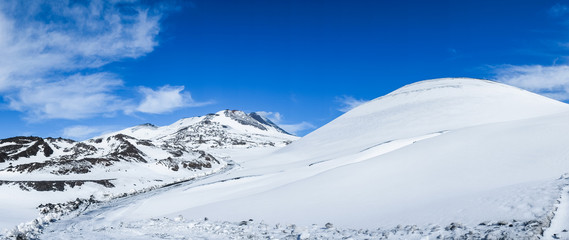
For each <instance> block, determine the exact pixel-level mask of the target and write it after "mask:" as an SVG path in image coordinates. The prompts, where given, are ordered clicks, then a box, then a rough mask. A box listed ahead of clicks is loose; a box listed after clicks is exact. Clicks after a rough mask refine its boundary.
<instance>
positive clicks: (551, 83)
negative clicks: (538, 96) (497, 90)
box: [495, 65, 569, 101]
mask: <svg viewBox="0 0 569 240" xmlns="http://www.w3.org/2000/svg"><path fill="white" fill-rule="evenodd" d="M495 72H496V76H495V77H496V80H497V81H499V82H503V83H506V84H509V85H512V86H516V87H519V88H523V89H526V90H528V91H532V92H535V93H538V94H542V95H544V96H547V97H550V98H553V99H557V100H560V101H564V100H569V66H567V65H558V66H541V65H526V66H512V65H505V66H501V67H498V68H497V69H496V70H495Z"/></svg>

§ §

● Work request: Filter the records for lines containing the word "instance" and copy each one.

● Response:
For each <instance> block, determine the exact pixel-level mask of the target and write it after "mask:" as an SVG path in image coordinates. The prompts, where given, are ordered clicks, then a box, then a rough mask. A box listed ahead of clicks is loose; a box listed after clicks is exact. Clicks after a rough mask refine its boundary.
<instance>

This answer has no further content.